## Passage shown

According to preliminary figures published yesterday by Statistics Iceland (SI), GDP growth measured 4.5% in Q2/2023, owing mainly to increased export revenues from this year’s surge in tourism. SI’s figures also show, however, that the economy is cooling rapidly in other respects. Another factor of importance is that we are now in a period where the comparison year is not affected by the pandemic, unlike previous quarters.
Marked slowdown in GDP growth
Q2/2023 GDP growth was driven mainly by a rapid increase in tourist visits, while in other respects, economic activity has eased markedly. Private consumption growth has slowed significantly, for instance, after having been the leading driver of output growth in recent years.
Private consumption growth subsides apace
Private consumption grew by 0.5% year-on-year in Q2/2023. This is a vast change relative to previous quarters, when private consumption was the main driver of GDP growth. Based on these figures, private consumption growth has lost considerable momentum, as can be seen clearly in indicators such as payment card turnover. It is also well to bear in mind that Iceland’s population has all but exploded recently, so it may be more useful to examine per capita private consumption data. On a per capita basis, private consumption actually shrank by 2.8% YoY in Q2.
Clearly, high inflation and rising interest rates have started to affect households’ consumption behaviour. Households appear to be hitting the brakes pretty firmly after their recent spending spree. The outlook is for a continued slowdown in private consumption growth. Indeed, private consumption is likely to contract later this year.
Tourism the mainstay of Q2 GDP growth
Exports carried most of the weight of GDP growth in Q2. Total exports increased by nearly 8% in real terms during the quarter, owing entirely to growth in services. Services exports were up 19.5% YoY, while goods exports shrank marginally, by 1%. The boom in services exports is due to the surge in tourist numbers. In H1, nearly 1 million tourists arrived in Iceland via Keflavík Airport, an increase of about 50% YoY,
and it is highly likely that services exports will keep growing in the near future. In our most recent macroeconomic forecast, we projected that tourist numbers would exceed 2.1 million this year, putting 2023 in second place in Iceland’s all-time visitor rankings. It is quite conceivable that this forecast will prove to have been on the low side and that tourist numbers will be slightly higher for the year as a whole.
Imports grew by 1% YoY in Q2, which translates to a marked slowdown in import growth relative to previous quarters. This is Iceland’s weakest import growth rate since Q1/2021. Goods imports grew by just over 2% during the quarter, while services imports contracted by 1%. This reflects more Icelanders’ muted demand for overseas travel in 2023 than in 2022. Q2 figures show that Icelanders’ foreign travel declined by over 7% relative to the same period in 2022.

## Work to complete
Transcribe the passage on Iceland's Q2/2023 GDP figures, starting with "Private consumption growth subsides" and going on through "2.8% YoY in Q2.". The items are separate material with no connection to the passage on Iceland's Q2/2023 GDP figures.

Referring expression grounding data
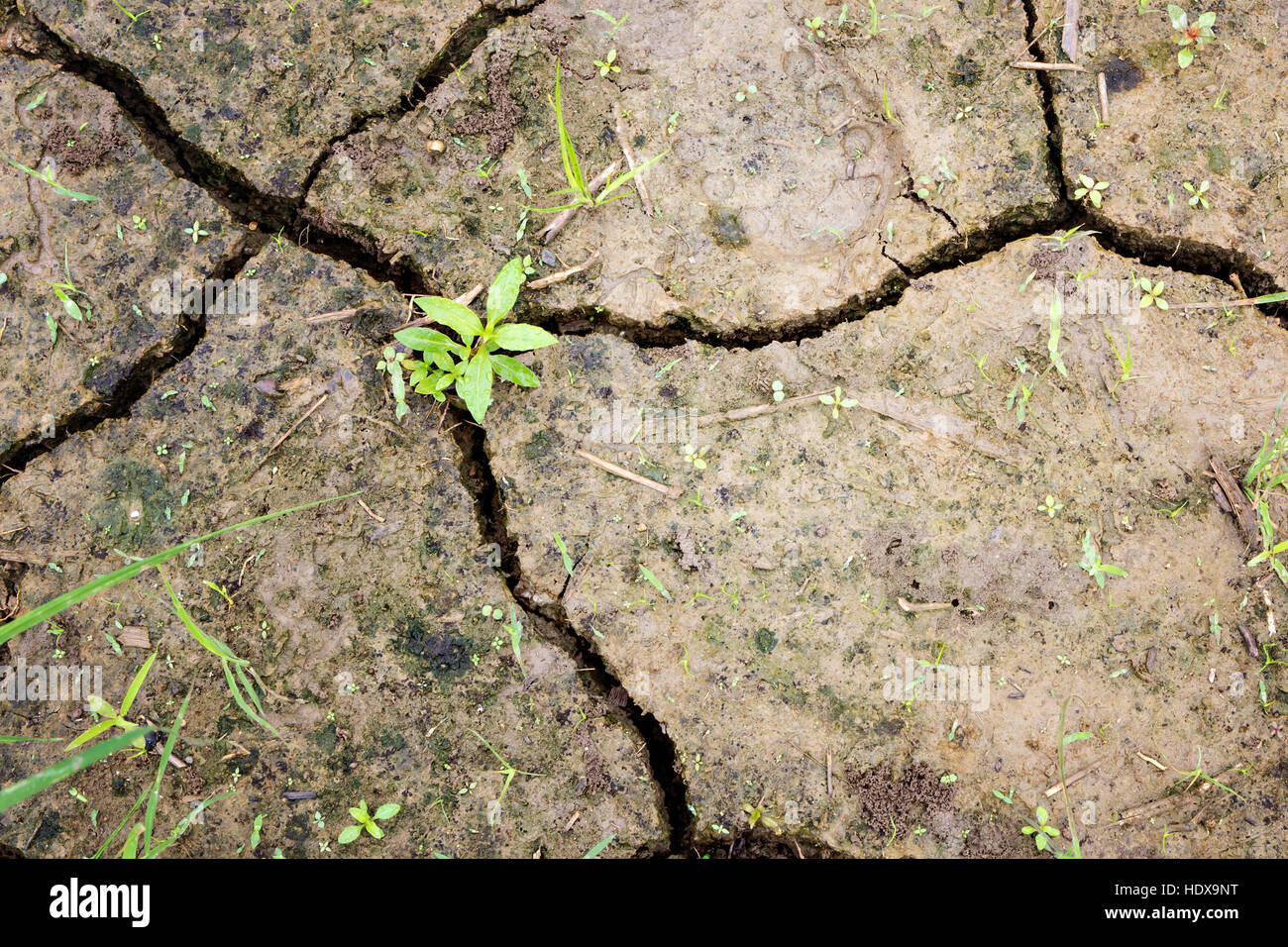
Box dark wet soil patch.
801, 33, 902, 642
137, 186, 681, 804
455, 49, 523, 158
849, 763, 953, 834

## Written answer
Private consumption growth subsides apace
Private consumption grew by 0.5% year-on-year in Q2/2023. This is a vast change relative to previous quarters, when private consumption was the main driver of GDP growth. Based on these figures, private consumption growth has lost considerable momentum, as can be seen clearly in indicators such as payment card turnover. It is also well to bear in mind that Iceland’s population has all but exploded recently, so it may be more useful to examine per capita private consumption data. On a per capita basis, private consumption actually shrank by 2.8% YoY in Q2.